Render the records as a Markdown table with the columns Row and Line, from the first line of the records up to and including the line with "[[156, 60]]". Number each line in Row, and leave out any blank lines.

**Entries from a point annotation set**
================================
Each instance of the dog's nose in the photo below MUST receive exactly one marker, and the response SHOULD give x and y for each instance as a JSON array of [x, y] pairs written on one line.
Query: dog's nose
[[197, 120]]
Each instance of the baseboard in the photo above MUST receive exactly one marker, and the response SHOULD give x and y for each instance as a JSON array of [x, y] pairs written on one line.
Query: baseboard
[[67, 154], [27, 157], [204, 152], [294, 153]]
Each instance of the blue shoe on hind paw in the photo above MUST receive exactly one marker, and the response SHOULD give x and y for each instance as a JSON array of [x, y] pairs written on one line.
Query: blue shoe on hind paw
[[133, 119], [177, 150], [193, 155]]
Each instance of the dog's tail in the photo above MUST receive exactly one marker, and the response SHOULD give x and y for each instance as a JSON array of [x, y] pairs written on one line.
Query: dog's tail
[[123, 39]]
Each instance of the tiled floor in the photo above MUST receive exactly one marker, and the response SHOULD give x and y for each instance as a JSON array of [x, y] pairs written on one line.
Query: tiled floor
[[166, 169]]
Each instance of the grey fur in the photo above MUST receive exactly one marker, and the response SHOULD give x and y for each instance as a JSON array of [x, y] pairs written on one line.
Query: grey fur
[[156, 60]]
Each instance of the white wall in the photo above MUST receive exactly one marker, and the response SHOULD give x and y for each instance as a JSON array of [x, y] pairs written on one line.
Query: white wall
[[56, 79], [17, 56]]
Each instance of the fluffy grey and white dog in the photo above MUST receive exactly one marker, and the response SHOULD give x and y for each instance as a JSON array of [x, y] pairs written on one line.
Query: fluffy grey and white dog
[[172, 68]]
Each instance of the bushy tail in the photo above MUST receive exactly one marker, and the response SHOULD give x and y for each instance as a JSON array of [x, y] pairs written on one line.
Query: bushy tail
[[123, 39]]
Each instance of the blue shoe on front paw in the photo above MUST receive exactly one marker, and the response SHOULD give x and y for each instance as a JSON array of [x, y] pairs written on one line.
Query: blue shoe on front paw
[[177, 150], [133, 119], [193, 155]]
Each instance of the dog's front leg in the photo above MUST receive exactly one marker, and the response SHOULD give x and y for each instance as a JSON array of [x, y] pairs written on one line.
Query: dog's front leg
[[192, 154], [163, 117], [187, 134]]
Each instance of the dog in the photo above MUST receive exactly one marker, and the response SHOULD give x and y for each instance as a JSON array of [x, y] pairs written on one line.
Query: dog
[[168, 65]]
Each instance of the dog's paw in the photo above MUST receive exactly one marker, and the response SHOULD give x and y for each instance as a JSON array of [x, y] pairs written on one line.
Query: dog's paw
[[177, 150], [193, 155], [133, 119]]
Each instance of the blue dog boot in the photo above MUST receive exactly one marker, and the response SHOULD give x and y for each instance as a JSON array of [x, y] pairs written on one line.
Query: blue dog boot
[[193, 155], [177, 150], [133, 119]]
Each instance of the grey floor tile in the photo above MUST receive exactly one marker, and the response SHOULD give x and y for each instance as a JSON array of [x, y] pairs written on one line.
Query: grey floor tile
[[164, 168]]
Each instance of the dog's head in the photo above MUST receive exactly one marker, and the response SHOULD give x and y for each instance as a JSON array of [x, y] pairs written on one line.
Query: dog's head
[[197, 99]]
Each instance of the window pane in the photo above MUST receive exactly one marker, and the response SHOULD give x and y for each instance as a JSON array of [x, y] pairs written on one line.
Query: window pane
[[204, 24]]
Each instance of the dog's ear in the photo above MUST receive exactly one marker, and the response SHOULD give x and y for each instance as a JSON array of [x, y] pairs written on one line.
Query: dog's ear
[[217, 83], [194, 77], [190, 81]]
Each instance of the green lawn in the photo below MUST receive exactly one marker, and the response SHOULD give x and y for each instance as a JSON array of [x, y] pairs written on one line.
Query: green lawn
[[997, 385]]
================================
**Exercise response**
| Row | Line |
|---|---|
| 1 | Each instance of the dog's nose in the photo below MUST receive exactly one marker, and the response SHOULD give x and y for each instance as a JSON array of [x, y] pairs written on one line. |
| 2 | Query: dog's nose |
| 3 | [[197, 120]] |
| 4 | Each instance of the baseboard in the photo above MUST receive exactly one marker, and the response SHOULD give x and y for each instance as a JSON array of [x, y] pairs written on one line. |
| 5 | Query: baseboard |
| 6 | [[67, 154], [27, 157], [204, 152], [294, 153]] |
| 7 | Each instance of the blue shoe on hind paw in the photo above MUST receive exactly one marker, and the response SHOULD give x and y for each instance as a JSON array of [x, y] pairs written on one line. |
| 8 | Query: blue shoe on hind paw |
| 9 | [[133, 119], [177, 150], [193, 155]] |
| 10 | Each instance of the dog's tail in the photo above MUST receive exactly one marker, and the response SHOULD give x and y for each instance as a JSON array of [x, y] pairs written on one line. |
| 11 | Query: dog's tail |
| 12 | [[123, 39]] |
| 13 | Each instance of the tiled floor in the photo above MUST receive exactly one marker, and the response SHOULD give x and y for each instance as a JSON array of [x, y] pairs written on one line. |
| 14 | Query: tiled floor |
| 15 | [[166, 169]] |
| 16 | Each instance of the grey fur in the photo above MUST receive exactly one marker, and the response SHOULD give x and y for each instance as a JSON array of [x, y] pairs written on one line. |
| 17 | Query: grey fur |
| 18 | [[156, 60]] |